GOAL OF THE EXERCISE: Reproduce the data below line for line without any changes, but leave out the pictures.

[Raw data]
━━━━━━━━━━━━━━━━
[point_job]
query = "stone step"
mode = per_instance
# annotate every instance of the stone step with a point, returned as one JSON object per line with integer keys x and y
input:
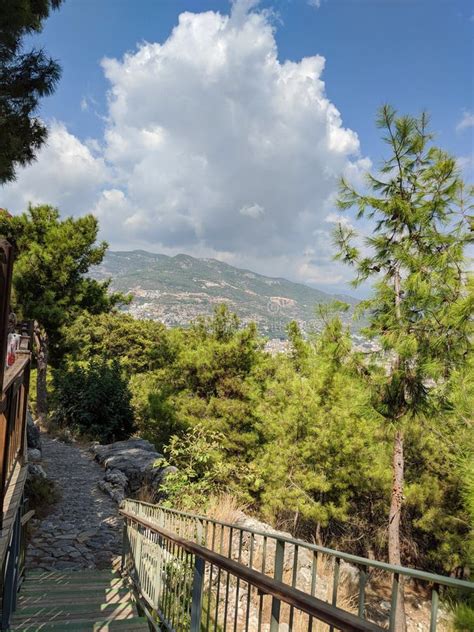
━━━━━━━━━━━━━━━━
EXERCISE ANSWER:
[point_job]
query = "stone step"
mode = per_instance
# annotate every instance of the stone step with a point, returned as one JSON object per line with integer keys x and y
input:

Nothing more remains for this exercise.